**PROBLEM**:
Copy out word for word the stretch of rows below from the line containing "of the cobblestone" through the end of the rows, including both ends, and nothing else.

**RECORDS PROVIDED**:
________________

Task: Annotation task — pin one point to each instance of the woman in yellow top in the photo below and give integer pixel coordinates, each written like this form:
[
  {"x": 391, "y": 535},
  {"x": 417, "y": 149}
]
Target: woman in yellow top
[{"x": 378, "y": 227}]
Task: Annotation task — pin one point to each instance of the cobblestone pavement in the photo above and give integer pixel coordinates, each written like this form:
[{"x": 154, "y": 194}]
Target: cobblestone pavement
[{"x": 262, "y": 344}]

________________

**WRITTEN SOLUTION**:
Task: Annotation task — pin one point to each instance of the cobblestone pavement in the photo above and give integer pixel coordinates, each written like this form:
[{"x": 154, "y": 194}]
Target: cobblestone pavement
[{"x": 262, "y": 344}]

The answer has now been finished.